-- start Records for processing --

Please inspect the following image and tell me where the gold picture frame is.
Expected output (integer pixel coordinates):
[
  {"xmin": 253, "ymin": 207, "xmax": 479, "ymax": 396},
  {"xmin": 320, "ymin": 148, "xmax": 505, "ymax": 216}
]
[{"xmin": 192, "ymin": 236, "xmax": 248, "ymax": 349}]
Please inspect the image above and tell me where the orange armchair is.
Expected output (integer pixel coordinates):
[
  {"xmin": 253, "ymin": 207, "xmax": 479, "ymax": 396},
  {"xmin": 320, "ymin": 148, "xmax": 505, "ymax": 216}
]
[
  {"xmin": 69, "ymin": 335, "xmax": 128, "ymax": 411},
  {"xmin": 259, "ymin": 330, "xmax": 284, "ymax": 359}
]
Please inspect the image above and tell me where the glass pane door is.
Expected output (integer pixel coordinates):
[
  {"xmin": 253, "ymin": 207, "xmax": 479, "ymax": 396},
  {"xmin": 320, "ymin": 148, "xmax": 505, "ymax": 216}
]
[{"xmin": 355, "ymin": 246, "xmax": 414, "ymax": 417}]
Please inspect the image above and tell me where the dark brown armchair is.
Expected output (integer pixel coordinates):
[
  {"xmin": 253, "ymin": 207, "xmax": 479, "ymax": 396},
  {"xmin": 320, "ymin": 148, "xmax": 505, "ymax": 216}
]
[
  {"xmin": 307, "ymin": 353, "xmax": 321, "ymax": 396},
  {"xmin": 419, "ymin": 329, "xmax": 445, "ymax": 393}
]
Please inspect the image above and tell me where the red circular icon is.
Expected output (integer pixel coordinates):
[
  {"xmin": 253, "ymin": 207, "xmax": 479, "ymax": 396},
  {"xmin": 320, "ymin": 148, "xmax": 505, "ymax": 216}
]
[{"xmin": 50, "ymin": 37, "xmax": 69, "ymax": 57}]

-- end Records for processing --

-- Direction --
Reproduce all of the data above word for word, with every line and its formatting unchanged.

-- Task response --
Please inspect the following image and tell me where the gold picture frame is.
Expected output (integer pixel coordinates):
[
  {"xmin": 253, "ymin": 207, "xmax": 479, "ymax": 396},
  {"xmin": 320, "ymin": 148, "xmax": 505, "ymax": 216}
]
[{"xmin": 192, "ymin": 236, "xmax": 248, "ymax": 349}]
Please inspect the image above and tell me where the orange armchair is.
Expected output (integer pixel coordinates):
[
  {"xmin": 253, "ymin": 207, "xmax": 479, "ymax": 396},
  {"xmin": 320, "ymin": 148, "xmax": 505, "ymax": 216}
]
[
  {"xmin": 69, "ymin": 335, "xmax": 128, "ymax": 411},
  {"xmin": 259, "ymin": 330, "xmax": 284, "ymax": 359}
]
Please inspect the image above and tell me where the glass pane door is.
Expected output (integer pixel coordinates):
[
  {"xmin": 253, "ymin": 207, "xmax": 479, "ymax": 396},
  {"xmin": 320, "ymin": 148, "xmax": 505, "ymax": 216}
]
[{"xmin": 355, "ymin": 246, "xmax": 414, "ymax": 417}]
Please inspect the image above and tell me where the dark brown armchair is.
Expected output (integer pixel coordinates):
[
  {"xmin": 253, "ymin": 207, "xmax": 479, "ymax": 396},
  {"xmin": 320, "ymin": 148, "xmax": 505, "ymax": 216}
]
[
  {"xmin": 307, "ymin": 353, "xmax": 321, "ymax": 396},
  {"xmin": 419, "ymin": 329, "xmax": 445, "ymax": 393}
]
Please inspect the image above and tell me where the red circular icon is.
Expected output (integer pixel coordinates):
[
  {"xmin": 253, "ymin": 207, "xmax": 479, "ymax": 396},
  {"xmin": 320, "ymin": 148, "xmax": 505, "ymax": 216}
]
[{"xmin": 50, "ymin": 37, "xmax": 69, "ymax": 57}]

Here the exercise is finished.